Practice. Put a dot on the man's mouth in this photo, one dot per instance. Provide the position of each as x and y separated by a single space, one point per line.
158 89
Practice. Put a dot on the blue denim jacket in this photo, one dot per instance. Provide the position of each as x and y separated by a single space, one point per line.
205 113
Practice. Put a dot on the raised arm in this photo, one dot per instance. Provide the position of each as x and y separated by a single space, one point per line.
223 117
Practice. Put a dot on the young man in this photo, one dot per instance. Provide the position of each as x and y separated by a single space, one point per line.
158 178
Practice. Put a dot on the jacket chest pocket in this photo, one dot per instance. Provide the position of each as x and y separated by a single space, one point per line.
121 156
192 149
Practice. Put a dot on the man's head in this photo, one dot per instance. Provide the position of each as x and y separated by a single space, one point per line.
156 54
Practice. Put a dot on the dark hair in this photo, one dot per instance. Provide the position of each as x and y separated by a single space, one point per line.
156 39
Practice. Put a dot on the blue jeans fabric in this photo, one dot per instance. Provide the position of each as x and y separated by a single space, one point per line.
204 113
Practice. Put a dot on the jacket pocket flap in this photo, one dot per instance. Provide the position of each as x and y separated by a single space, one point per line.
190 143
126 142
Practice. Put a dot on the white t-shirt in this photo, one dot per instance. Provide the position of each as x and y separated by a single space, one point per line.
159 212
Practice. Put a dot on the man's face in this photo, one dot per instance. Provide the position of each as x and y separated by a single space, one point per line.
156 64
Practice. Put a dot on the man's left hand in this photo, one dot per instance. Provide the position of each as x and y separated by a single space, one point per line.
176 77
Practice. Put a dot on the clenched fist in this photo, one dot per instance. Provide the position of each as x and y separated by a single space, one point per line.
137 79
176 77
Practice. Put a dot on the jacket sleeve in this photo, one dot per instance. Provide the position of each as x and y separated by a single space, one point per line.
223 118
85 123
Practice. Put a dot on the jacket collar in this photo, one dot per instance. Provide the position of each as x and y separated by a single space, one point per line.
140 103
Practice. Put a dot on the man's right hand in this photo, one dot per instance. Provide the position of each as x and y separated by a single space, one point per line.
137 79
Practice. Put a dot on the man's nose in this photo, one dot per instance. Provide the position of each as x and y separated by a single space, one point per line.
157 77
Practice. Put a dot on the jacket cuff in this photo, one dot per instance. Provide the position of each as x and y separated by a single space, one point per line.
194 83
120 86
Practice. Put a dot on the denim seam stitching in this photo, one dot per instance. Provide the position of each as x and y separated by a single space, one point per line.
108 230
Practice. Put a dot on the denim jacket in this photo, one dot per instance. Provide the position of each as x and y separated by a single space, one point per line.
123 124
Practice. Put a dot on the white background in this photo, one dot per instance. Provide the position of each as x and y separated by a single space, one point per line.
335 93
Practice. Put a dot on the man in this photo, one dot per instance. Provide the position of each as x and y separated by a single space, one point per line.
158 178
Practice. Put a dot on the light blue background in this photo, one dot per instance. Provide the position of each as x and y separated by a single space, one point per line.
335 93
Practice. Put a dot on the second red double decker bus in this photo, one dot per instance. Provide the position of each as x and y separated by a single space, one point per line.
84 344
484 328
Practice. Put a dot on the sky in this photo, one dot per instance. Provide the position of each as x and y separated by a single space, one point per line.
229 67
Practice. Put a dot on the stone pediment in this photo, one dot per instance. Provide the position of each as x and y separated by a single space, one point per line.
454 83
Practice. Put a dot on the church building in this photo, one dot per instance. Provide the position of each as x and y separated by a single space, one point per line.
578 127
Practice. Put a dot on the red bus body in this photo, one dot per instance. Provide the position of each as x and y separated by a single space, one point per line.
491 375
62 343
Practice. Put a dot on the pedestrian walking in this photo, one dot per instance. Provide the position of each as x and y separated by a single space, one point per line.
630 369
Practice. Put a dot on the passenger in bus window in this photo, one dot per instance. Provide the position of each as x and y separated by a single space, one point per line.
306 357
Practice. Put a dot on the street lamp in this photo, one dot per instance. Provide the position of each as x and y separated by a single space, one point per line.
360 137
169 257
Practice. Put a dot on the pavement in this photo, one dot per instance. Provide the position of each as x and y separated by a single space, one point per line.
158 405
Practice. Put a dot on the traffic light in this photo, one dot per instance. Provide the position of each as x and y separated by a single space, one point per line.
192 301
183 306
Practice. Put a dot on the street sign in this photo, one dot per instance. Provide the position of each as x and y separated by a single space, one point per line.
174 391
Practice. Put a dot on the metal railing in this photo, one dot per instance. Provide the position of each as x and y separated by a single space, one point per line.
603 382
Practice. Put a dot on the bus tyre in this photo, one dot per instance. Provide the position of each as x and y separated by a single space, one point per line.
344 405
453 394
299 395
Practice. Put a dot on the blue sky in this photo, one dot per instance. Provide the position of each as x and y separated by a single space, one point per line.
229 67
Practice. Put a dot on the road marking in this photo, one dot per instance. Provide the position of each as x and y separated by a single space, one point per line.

#####

◆ **Exercise prompt**:
Print every item above again, word for word, keeping each line unchanged.

◆ **Response**:
Practice. Put a dot on the man's mouth in this photo, one dot per instance. Provide the position of each as x and y separated by a single space, one point per line.
158 89
Practice. Put a dot on the blue denim jacket in this photo, one dot per instance. Provide the position of each as x and y separated by a single space, one point per line.
205 113
Practice. Put a dot on the raised arm in this photo, one dot per instance. Provide the position of each as x and y separated by a single space, one point per line.
223 117
Practice. Put a dot on the young man in this photo, one dot per instance. Provide the position of each as x and y separated by a single space, one point per line.
158 178
Practice. Put a dot on the jacket chest pocket in this photo, one dot per instance. Provide the position of each as x and y separated by a single space, one point per line.
121 156
192 149
Practice. Put a dot on the man's head in this photo, one dot per instance. Provide the position of each as x and y separated by a single space, one point per line.
156 54
Practice. Put a dot on the dark hair in this photo, one dot per instance. Provide the position of each as x and y separated by a single space, one point per line.
156 39
Practice. Put a dot on the blue jeans fabric in this photo, one dot per instance. Provide the position of each as x and y separated by a single space, one point per line.
204 113
Practice. Put a dot on the jacket pocket flap in this photo, one dot per instance. Provide the position of each as x and y separated by a single space, one point per line.
190 143
126 142
Practice. Put a dot on the white t-shirt in this photo, one dot per instance. Provide the position of each as x and y separated by a single space, one point per line.
159 212
Practice. Put a dot on the man's face in this photo, one dot per instance. Provide the position of each as x and y separated by a single space, one point per line.
156 64
Practice. Put a dot on the man's left hand in this photo, one dot per instance. Provide the position of each as x and y separated by a single space, one point per line.
176 77
Practice. Put a dot on the clenched fist in this photo, one dot per instance. Provide the position of each as x and y separated by a single space, one point per line.
137 79
176 77
Practice. Put a dot on the jacket sleeve in this photo, one dot per instance. Provide the position of each as x and y separated by a single space, one point per line.
223 118
85 123
Practice. Put a dot on the jacket collar in this photo, one dot per instance. Provide the position of each as x and y separated by a single space, one point per line.
140 103
Practice. Put a dot on the man's right hand in this photo, one dot per instance. Provide the position of each as x and y separated by a single space, one point per line.
137 79
Practice. Put a dot on the man's nose in this photo, one dot per instance. Provide the position of each as x and y separated by a single space, one point per line.
157 77
Practice. Put a dot on the jacket cuff in this photo, one dot per instance. Provide the position of each as x and y separated by a single space, one point per line.
194 83
120 86
Practice. Put a dot on the denim seam stitching in this photo, one dot per instance. Provide the position of each as x and y separated by a single space, one point per line.
108 230
Practice. Put a dot on the denim jacket in this photo, one dot per instance. Provide the position of each as x and y separated by a single space, one point per line.
123 124
Practice. Put a dot on the white background in this photo, one dot per instance. Provide the position of each as x and y separated by a single space, one point per line.
335 93
Practice. Put a dot on the man in this photo, one dot per instance. Provide the position of each as x and y separated by a single space, one point per line.
158 178
Practice. Put a dot on the light blue background in this photo, one dot per instance. Provide the position of each as x and y separated by a single space, one point per line.
335 93
Practice. Put a dot on the second red double decker bus in this photo, one dot per instance. Provide the position of each as x and y separated by a single space, one point per line.
84 344
484 328
Practice. Put a dot on the sky in this photo, one dot per instance. Provide the position of each as x and y separated by a single space, one point per line.
229 67
Practice. Put a dot on the stone pediment in this photo, one dot per instance. Provide the position of each as x and y separated by a single space, one point per line.
454 83
Practice. Put a dot on the church building in this photo, one dot per instance. Provide the position of each as x and y separated by a single space, one point per line.
578 127
Practice. Put a dot on the red bus body in this photo, one dot per instance. Provide the position of each as x and y separated by a single space, one point per line.
491 375
62 343
Practice. Put a dot on the pedestrian walking in this photo, one dot per instance. Provide the position of each as x and y separated by a single space, one point per line.
630 369
Practice. Put a dot on the passenger in bus window in this photo, one dot per instance. Provide the position of each as x and y separated by a single space, one point per line.
306 357
Practice. Put a dot on the street lamp in this photo, one dot per instance. Provide the position of each as x and y separated by a single space, one point per line.
360 137
169 257
Practice. Put a dot on the pavement in this photo, one dot per instance. Provide the position of each as x and y separated by a single space, one point per line.
158 405
Practice. Put a dot on the traffic light in this photo, one dot per instance. Provide the position of each as x and y separated by a single space, one point per line.
192 301
183 306
Practice. Put a dot on the street sign in this photo, one dot per instance. Provide the position of each as x and y separated by a single space, one point per line.
174 391
Practice. Put a dot on the metal railing in this photo, one dot per instance. Provide the position of each as x and y separated by a single space, one point per line.
603 382
Practice. Put a dot on the bus tyre in this photo, one dot per instance. Provide the position of each as x and y separated by a single space, one point per line.
344 405
453 394
299 395
Practice. Put a dot on the blue sky in this photo, one dot per instance. Provide the position of each as x and y separated by a single space, one point per line.
229 67
Practice. Put a dot on the road marking in this photo, one dot per instance. Provide the position of each as x and y separated by a single space, one point per line.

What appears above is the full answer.